ЗАДАНИЕ
Перечислите все имена собственные, которые встречаются в отрывке для чтения.

ОТРЫВОК ДЛЯ ЧТЕНИЯ
§
В этом смысле у вас есть ощущение, что экономические и социальные исследования, которыми вы, в общем-то, занимаетесь, становятся объектом какого-то особенно пристального внимания?
Они, конечно, всегда…
Всегда были?
Они, во-первых, всегда были. Во-вторых, условно говоря, по-моему, на следующий день после ареста Сергея Зуева были обыски, по-моему, в лазерной лаборатории в Новосибирске, поэтому не одни мы такие с социально-экономическими работами.
И естественные тоже.
Да, естественные науки тоже под тем же дамокловым мечом ходят. Поэтому тот факт, что у нас любая проблема переквалифицируется в уголовное дело, это и с наукой связано, и с коммерческими спорами, как мы все знаем, связано. У нас вообще очень много проблем решается методом возбуждения уголовных дел. Безусловно, это увеличивает риски работы везде. А дальше, конечно же, внутри наук есть, можно понять, какие. Если вы изучаете средневековые сонеты, у вас меньше рисков, хотя тоже они есть.
Или если вы энтомолог.
Да, или вы энтомолог, тоже.
При всем уважении и к тем, и к другим.
Там надо постараться и проявить фантазию, чтобы объяснить, чем это страшно вредно для общества. А когда вы занимаетесь технологиями, например, лазерами и так далее, то это, конечно, вещь, которая очень быстро имеет связь с реальностью, отражение, поэтому она становится как бы чувствительной.
К политическим и социальным наукам это тоже относится. К экономистам, может быть, честно сказать, я надеюсь, в меньшей степени, то есть там более какие-то осязаемые вещи практически.
Да, с цифрами ничего не поделаешь.
Да, цифры ― они и есть цифры, что с ними сделаешь? Но, в принципе, конечно, это общая тенденция, про которую много говорят и которая абсолютно нездоровая, криминализации всего и вся. Даже если какие-то вещи… Я не могу комментировать, что происходит в Шанинке конкретно, просто потому, что я не знаю.
И ни у кого причем этих данных нет.
У кого-то.
В смысле в открытом доступе, да.
В открытом доступе нет, да. Когда оказывается, что любого на самом деле… Когда у вас начинают претензии идти к тому, что научное исследование, его научная ценность оспаривается какими-то экспертами, простите, так наука работает. Доказать, что это не вклад в науку, достаточно сложно, так же как и доказать, что это большой вклад в науку, потому что всегда какие-то доводы за и против есть. Если сказать: «Я не ценю ваш научный вклад, вот вам за это уголовное дело, это немного странно».
§
ИСХОДНЫЕ ДАННЫЕ

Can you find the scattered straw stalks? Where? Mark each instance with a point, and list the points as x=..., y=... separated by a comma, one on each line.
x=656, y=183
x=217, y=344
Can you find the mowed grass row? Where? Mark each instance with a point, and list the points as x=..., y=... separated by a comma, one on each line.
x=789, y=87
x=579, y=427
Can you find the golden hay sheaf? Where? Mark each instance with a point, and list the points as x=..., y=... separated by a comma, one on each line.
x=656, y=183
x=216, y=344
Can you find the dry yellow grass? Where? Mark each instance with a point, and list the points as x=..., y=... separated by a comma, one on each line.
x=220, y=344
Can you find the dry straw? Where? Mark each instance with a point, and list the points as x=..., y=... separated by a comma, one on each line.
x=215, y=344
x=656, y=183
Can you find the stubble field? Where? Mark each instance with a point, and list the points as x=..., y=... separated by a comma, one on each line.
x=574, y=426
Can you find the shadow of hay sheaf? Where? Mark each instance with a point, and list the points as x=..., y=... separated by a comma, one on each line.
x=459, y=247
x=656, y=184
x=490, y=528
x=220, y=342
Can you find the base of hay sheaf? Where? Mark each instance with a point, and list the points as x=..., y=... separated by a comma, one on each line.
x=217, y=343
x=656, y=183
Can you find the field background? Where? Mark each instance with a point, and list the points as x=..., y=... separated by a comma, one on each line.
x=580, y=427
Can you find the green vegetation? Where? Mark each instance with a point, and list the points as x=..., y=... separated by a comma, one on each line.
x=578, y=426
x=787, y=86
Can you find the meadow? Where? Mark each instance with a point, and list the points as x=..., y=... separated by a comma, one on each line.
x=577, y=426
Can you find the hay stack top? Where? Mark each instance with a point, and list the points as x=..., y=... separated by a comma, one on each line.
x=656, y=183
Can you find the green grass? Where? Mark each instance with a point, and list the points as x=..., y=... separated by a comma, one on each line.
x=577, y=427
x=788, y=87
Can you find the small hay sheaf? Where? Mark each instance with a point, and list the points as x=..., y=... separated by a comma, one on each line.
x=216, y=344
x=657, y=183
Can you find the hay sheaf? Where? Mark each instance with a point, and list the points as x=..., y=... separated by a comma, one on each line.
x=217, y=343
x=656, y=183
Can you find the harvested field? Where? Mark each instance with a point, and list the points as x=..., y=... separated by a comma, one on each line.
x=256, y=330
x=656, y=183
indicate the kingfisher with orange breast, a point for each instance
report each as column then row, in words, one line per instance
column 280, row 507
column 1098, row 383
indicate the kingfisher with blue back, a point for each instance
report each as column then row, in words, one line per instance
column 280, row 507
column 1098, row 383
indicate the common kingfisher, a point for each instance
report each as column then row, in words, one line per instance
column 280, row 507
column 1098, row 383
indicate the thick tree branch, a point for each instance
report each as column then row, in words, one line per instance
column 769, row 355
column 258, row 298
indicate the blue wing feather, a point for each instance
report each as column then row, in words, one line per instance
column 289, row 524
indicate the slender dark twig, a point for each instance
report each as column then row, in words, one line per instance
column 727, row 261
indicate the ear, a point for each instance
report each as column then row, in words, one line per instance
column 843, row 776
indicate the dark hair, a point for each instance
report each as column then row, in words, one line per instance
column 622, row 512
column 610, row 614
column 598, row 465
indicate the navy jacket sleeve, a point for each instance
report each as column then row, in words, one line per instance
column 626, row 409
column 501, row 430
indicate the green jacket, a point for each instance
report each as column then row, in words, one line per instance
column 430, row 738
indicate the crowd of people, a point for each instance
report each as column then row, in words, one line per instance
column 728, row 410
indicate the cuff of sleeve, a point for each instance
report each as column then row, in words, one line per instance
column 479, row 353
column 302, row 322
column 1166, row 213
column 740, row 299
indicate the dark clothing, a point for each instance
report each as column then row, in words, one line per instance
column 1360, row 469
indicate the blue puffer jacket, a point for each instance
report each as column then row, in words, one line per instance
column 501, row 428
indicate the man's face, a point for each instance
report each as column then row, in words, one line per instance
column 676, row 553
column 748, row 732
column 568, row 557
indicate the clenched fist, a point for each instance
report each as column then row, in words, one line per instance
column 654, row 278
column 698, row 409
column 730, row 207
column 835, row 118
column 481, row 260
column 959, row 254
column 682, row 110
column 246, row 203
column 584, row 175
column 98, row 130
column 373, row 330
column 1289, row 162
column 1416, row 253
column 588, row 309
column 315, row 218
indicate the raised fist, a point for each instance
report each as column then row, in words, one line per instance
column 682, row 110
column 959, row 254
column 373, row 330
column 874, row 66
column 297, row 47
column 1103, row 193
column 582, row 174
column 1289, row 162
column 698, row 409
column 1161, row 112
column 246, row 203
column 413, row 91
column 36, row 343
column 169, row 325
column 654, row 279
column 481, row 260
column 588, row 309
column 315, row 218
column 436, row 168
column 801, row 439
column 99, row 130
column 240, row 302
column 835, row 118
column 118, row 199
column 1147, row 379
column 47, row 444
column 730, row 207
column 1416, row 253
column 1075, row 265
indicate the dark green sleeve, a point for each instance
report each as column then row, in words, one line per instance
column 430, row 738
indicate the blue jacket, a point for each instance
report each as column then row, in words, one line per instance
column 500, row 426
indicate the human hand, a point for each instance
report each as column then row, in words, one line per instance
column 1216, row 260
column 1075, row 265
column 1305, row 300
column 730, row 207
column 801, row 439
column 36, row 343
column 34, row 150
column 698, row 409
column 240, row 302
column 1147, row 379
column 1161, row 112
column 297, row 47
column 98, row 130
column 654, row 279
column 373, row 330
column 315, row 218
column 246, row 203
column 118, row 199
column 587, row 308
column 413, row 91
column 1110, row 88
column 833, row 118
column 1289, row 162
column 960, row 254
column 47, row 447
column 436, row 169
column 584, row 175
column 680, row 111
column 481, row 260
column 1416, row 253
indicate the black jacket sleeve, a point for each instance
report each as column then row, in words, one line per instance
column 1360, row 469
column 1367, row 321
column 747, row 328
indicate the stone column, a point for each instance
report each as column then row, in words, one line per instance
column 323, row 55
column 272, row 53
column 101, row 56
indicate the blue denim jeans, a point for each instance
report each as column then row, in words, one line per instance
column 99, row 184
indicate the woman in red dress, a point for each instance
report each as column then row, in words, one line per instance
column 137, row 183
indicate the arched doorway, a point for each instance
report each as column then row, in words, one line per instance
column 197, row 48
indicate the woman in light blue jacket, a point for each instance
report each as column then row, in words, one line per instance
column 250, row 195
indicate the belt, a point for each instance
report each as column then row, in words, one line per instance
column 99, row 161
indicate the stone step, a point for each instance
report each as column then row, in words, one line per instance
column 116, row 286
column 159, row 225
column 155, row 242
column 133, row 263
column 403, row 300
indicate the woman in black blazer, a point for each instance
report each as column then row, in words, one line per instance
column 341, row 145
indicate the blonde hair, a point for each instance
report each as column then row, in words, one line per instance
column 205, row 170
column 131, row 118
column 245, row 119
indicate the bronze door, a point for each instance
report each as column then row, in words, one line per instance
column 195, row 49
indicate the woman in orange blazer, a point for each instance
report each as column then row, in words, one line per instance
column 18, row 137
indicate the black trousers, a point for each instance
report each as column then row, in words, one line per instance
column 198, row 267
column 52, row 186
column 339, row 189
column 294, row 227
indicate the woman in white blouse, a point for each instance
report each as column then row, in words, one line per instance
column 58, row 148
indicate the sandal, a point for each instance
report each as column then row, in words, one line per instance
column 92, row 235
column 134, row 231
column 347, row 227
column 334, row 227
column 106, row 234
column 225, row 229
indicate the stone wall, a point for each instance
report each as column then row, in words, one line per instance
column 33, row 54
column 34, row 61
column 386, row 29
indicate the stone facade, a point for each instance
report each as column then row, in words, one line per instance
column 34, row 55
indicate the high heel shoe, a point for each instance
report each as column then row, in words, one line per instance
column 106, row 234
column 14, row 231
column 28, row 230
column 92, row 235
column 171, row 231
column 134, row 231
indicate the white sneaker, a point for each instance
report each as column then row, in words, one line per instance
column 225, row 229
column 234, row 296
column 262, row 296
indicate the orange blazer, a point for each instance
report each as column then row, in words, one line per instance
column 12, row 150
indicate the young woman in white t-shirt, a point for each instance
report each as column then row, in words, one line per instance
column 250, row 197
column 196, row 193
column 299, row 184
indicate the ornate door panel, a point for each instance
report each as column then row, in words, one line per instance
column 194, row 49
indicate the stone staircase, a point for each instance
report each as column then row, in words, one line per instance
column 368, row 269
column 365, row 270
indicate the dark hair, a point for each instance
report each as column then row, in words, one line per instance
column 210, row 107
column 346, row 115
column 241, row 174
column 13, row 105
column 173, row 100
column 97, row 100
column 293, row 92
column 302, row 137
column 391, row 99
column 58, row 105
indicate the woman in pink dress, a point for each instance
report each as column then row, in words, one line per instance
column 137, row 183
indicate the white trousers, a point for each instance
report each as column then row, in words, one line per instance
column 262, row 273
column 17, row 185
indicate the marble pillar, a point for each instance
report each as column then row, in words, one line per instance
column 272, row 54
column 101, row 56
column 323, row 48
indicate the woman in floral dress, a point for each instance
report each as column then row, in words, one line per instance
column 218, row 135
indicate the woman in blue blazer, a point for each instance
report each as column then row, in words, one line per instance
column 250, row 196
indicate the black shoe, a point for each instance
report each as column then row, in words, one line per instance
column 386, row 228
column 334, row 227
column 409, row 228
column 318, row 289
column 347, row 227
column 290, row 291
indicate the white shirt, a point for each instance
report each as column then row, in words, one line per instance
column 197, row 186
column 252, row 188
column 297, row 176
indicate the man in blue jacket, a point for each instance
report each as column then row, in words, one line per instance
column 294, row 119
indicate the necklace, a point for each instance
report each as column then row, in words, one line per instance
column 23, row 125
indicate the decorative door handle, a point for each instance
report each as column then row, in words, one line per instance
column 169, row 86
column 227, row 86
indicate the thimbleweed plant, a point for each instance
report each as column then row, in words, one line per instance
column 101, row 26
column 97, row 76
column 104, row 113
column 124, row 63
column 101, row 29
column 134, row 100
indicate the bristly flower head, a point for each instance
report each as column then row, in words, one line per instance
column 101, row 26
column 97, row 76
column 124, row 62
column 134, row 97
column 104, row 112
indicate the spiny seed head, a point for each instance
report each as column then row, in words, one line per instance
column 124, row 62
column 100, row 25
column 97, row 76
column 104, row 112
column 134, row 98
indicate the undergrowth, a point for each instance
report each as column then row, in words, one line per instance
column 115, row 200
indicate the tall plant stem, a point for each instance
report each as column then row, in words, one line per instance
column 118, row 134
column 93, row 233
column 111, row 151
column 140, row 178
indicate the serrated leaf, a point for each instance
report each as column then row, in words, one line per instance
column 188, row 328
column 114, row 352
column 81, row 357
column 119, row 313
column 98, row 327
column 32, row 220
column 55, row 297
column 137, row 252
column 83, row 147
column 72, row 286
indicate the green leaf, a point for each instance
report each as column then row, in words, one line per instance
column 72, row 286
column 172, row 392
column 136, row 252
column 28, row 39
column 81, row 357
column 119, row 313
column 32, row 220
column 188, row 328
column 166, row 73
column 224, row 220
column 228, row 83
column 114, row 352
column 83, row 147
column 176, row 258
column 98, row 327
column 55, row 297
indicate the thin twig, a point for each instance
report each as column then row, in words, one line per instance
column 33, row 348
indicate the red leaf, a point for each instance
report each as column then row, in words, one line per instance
§
ОТВЕТ
Сергей Зуев, Новосибирск, Шанинка.